▶ [ARTICLE]
Metal-organic frameworks (MOFs) are porous crystalline materials constructed by combining molecular inorganic and organic building blocks into different topological nets. The combinatorial possibilities give access to an almost unlimited diversity of pore structures with different chemical and textural properties that can in principle be exploited in a wide variety of applications such as catalysis, separations, and gas storage. Major challenges are to efficiently identify what combinations of building blocks and topologies constitute MOFs that are both outstanding and synthesizable and to discern the performance boundaries of these materials. Here, we demonstrate an automated, topologically-guided approach to computationally construct MOFs and use it to generate a population of 13,512 MOFs encompassing 41 distinct topologies.
All structures were evaluated using grand canonical Monte Carlo simulations to determine the viability of using the MOFs for cryo-adsorbed hydrogen storage at 100 bar. We find a topological dependence of hydrogen storage performance, which is linked to the topological dependence of property-property relationships of the investigated MOFs. A large number of structures were found to have higher deliverable capacities than the incumbent hydrogen storage technology – which corresponds to a compressed hydrogen gas (CHG) tank at 700 bar and room temperature – and than cryo-compressed hydrogen gas at 100 bar and 77 K. The heats of adsorptions for the optimal structures were below 5 kJ/mol, which is beneficial for the thermal management of a potential cryo-adsorbed storage system.

▶ [Items from a data source]
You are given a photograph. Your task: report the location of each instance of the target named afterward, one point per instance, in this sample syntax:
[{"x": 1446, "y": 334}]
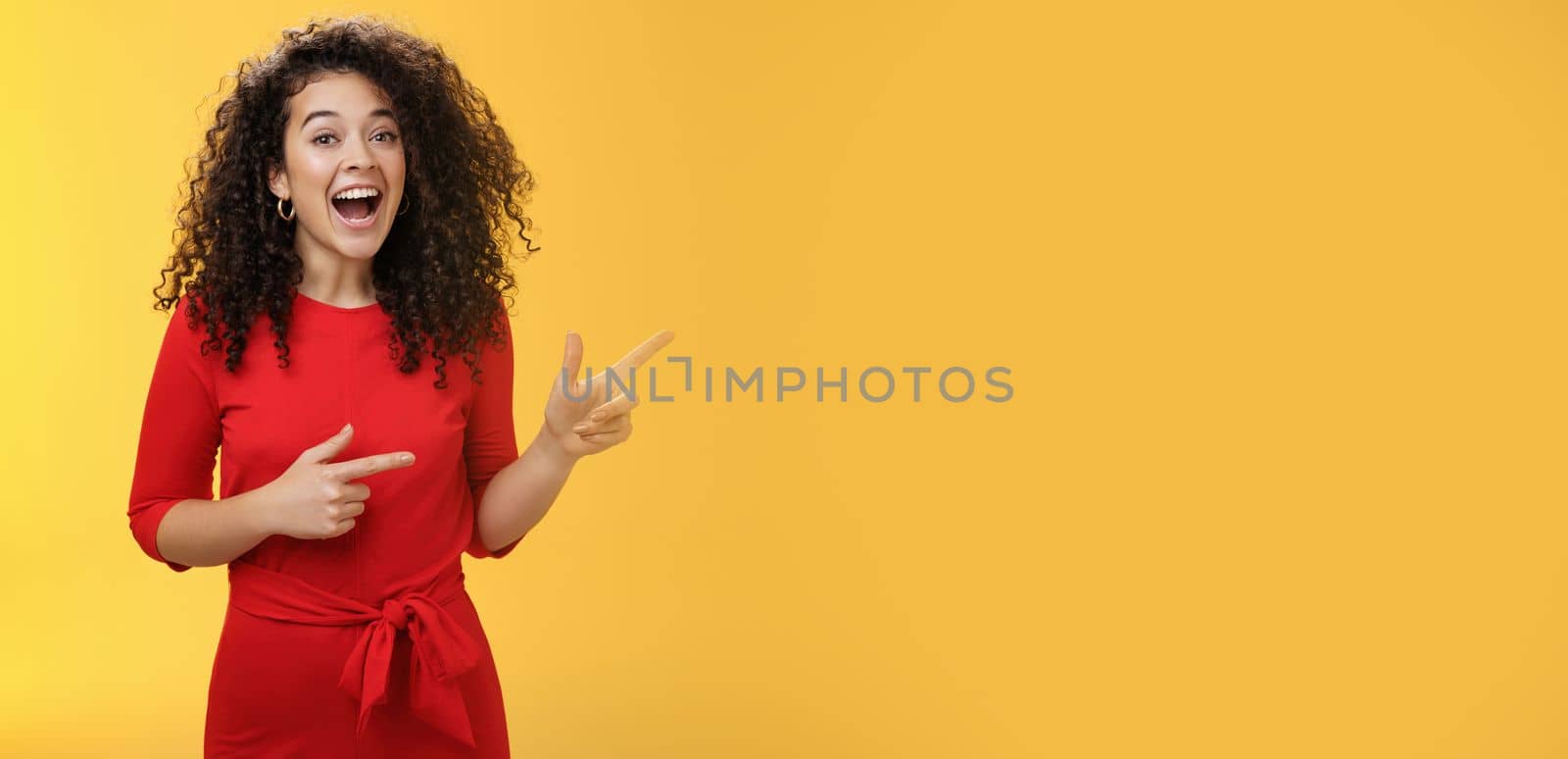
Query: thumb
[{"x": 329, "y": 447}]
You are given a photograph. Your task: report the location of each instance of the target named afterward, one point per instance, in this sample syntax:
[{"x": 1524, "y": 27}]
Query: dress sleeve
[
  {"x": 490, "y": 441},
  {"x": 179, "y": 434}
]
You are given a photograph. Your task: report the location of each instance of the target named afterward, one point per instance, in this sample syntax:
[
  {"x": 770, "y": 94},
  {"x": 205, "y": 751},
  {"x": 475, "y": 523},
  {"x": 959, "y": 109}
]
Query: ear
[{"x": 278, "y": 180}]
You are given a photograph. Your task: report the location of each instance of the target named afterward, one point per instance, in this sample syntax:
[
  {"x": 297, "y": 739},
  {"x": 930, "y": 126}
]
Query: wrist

▶ [TASK LIST]
- 1) Can you output the passage on metal-organic frameworks from "Metal-organic frameworks (MOFs)" to "41 distinct topologies.", word for word?
- 2) Which applications does the passage on metal-organic frameworks name as ones their pore structures could be exploited in?
- 3) Could you write the next part of the passage on hydrogen storage in metal-organic frameworks, picking up after its final sentence?

▶ [RESPONSES IN ORDER]
- 1)
Metal-organic frameworks (MOFs) are porous crystalline materials constructed by combining molecular inorganic and organic building blocks into different topological nets. The combinatorial possibilities give access to an almost unlimited diversity of pore structures with different chemical and textural properties that can in principle be exploited in a wide variety of applications such as catalysis, separations, and gas storage. Major challenges are to efficiently identify what combinations of building blocks and topologies constitute MOFs that are both outstanding and synthesizable and to discern the performance boundaries of these materials. Here, we demonstrate an automated, topologically-guided approach to computationally construct MOFs and use it to generate a population of 13,512 MOFs encompassing 41 distinct topologies.

- 2) catalysis, separations, gas storage

- 3)
Among the topologies that yielded structures for which we predicted cryo-adsorption loadings higher than the CHG tank, we focused on a rare (6,4)-connected MOF topology which had only been accessed synthetically using a “missing linker” strategy to generate 6-coordinated planar inorganic units . Our automated generation approach produced MOFs of this topology based on organic 6-coordinated planar units instead. We selected some structures of this topology for more detailed study. We found that this topology is inherently non-catenating and that increasing the storage pressure beyond 100 bar (at 77 K) starts to negate the benefits of placing an adsorbent material in the tank. Two of the investigated structures were synthesized and activated successfully by our experimental collaborators.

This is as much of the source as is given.